──────── Text provided
# Turban-day



## janok (Apr 16, 2012)

The Sikhs in Oslo is celebrating their anniversary. They offered other citizens to try a turban. A lot of native Norwegians tried a turban for a day. This is one of the helpful gentlemen that helped us out. 




Sikhs celebrating in Oslo by janokiese, on Flickr


----------



## STM (Apr 16, 2012)

Although the brightly colored turban adds a a lot of "punch" to the image, I can't help but feel that the only presentation that really does this man justice is black and white. It really attenuates the texture in his beard and the wrinkled, weathered look on his face!


----------



## ann (Apr 16, 2012)

very nice, both in fact.  however, i am really a black and white person so of course i favor that one


----------



## Joel_W (Apr 16, 2012)

Well, I like the colored version much better. But I'm not so sure I'm comfortable with the results of the HDR processs on his face.


----------



## Majeed Badizadegan (Apr 16, 2012)

Strong portrait Janok!


----------



## slackercruster (Apr 16, 2012)

Nice!!  i like color one best (I think?)


----------



## vipgraphx (Apr 16, 2012)

Is that a faux blur? It looks a little artificial under the beard....


----------



## janok (Apr 17, 2012)

Most of the blur is real - f2.8, but I blured out some of the jacket to draw attention to the face.


----------
────────────────
──────── Data shown
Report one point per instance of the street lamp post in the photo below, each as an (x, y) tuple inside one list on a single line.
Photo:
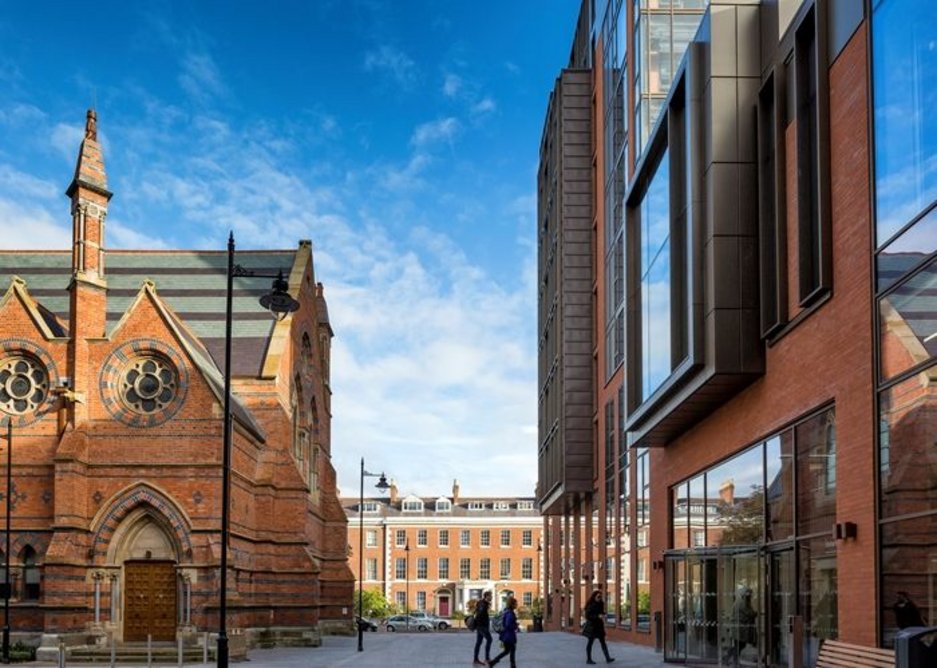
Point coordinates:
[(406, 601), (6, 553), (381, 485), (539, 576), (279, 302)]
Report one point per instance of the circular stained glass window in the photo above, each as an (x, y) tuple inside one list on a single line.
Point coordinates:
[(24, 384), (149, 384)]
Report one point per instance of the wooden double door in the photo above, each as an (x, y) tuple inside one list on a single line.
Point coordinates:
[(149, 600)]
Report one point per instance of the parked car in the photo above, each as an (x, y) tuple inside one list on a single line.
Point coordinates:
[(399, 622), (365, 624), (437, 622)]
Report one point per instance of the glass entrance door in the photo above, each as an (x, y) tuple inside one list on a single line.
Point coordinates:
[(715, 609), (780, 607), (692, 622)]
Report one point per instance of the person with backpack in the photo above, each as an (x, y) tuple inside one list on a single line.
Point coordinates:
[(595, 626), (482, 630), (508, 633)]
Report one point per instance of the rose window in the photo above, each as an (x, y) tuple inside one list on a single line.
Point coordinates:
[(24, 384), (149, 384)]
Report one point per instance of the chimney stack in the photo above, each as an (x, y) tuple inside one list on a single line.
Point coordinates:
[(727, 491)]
────────────────
▶ [Problem set]
1. In the Turban-day thread, why did janok add blur to part of the man's jacket?
2. Quote the Turban-day thread word for word, starting at "## Joel_W (Apr" and ending at "Strong portrait Janok!".

▶ [Replies]
1. janok blurred out some of the jacket to draw attention to the face. Most of the blur in the portrait was real, from shooting at f2.8.

2.
## Joel_W (Apr 16, 2012)

Well, I like the colored version much better. But I'm not so sure I'm comfortable with the results of the HDR processs on his face.


----------



## Majeed Badizadegan (Apr 16, 2012)

Strong portrait Janok!